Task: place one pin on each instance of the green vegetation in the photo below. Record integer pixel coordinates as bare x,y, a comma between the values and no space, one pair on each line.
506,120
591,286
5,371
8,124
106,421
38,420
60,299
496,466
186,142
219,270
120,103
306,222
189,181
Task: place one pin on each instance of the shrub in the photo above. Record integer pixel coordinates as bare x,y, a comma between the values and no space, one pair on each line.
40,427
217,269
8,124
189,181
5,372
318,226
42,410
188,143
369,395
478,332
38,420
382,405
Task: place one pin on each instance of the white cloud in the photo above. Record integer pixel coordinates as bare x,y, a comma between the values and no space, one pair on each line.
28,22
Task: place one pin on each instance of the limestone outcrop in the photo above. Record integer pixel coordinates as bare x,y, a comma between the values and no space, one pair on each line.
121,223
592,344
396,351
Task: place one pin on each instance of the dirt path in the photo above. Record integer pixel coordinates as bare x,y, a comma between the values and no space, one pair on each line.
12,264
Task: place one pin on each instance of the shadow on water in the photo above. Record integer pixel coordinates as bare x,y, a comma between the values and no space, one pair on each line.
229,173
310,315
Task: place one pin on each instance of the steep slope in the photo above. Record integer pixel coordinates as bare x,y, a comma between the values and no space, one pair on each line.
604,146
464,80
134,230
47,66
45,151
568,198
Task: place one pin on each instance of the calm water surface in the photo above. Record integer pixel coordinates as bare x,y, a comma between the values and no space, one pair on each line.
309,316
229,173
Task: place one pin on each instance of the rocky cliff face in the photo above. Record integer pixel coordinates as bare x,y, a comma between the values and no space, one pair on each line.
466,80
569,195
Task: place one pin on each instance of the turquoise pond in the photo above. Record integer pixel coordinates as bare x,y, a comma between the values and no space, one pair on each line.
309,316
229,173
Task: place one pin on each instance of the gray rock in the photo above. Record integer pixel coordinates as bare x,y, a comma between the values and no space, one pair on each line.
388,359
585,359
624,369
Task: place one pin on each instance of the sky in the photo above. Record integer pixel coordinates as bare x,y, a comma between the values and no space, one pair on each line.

#####

BRIEF: Your task is to repeat the data exactly; please include every line.

TASK RESULT:
Task: place one pin on each instance of the green vegetation in the photo below. Record integer pixel coordinates as bare x,y, a comma between the values and no space, one pair on each line.
506,120
591,286
5,371
8,124
106,421
38,420
60,299
496,466
186,142
219,270
120,103
306,222
189,181
Task: place one pin on each instance of the shrub in the photo above. Record integer pixel coordinates as bare x,y, a comma between the values and no space, one pair on each line.
40,427
217,269
8,124
189,181
5,372
318,226
42,410
188,143
369,395
478,332
38,420
382,405
Task: place one pin on each instance of the white cloud in the photo above. Record integer pixel coordinates as bare x,y, a comma between the values and no space, one pair on each line.
28,22
Task: place one pin on each instance of the limestone outcrop in the photo above. Record integer pixel coordinates as bare x,y, a comma between the values and no space, one pair on each line.
121,223
592,344
396,351
Task: place one pin on each instance of the dirt path in the photo above. Record integer pixel coordinates as bare x,y, a comma between the values and no space, one pair on each line.
12,264
Task: place one pin on each instance of the shadow on water in the photo above. Record integer pixel coordinates as bare x,y, a comma between the values and no space, one pair on each line.
229,173
310,315
Task: place one pin on each instance of the steep slope in the photo above. Record integer pixel coordinates as bare x,y, a comma between the values and no space, one pair on each line.
604,146
464,80
134,230
47,66
45,151
568,198
Task: place one pin on each instance of the calm water surface in the photo above. Record integer pixel coordinates as bare x,y, a comma between the values and no space, one pair on each line.
309,316
229,173
Task: place one pin on each instance of the rocky cliff face in the photo above. Record integer pixel coordinates as bare x,y, a comma between the values and no space, one pair on each line.
466,80
569,195
Task: place one pin on each instance of the turquoise pond in the photo above. Record integer pixel coordinates as bare x,y, a comma between the values and no space, one pair on each line.
309,316
229,173
Task: place one pin on each instance of the gray rock in the photo above. Record integer pixel coordinates as bare x,y, a comma between the values and no space, one pair on each line.
388,359
585,359
624,369
Task: place one pin on each instance of the sky in the photo above. Record integer pixel coordinates as bare x,y, a comma between the values and no space, one pair on each line.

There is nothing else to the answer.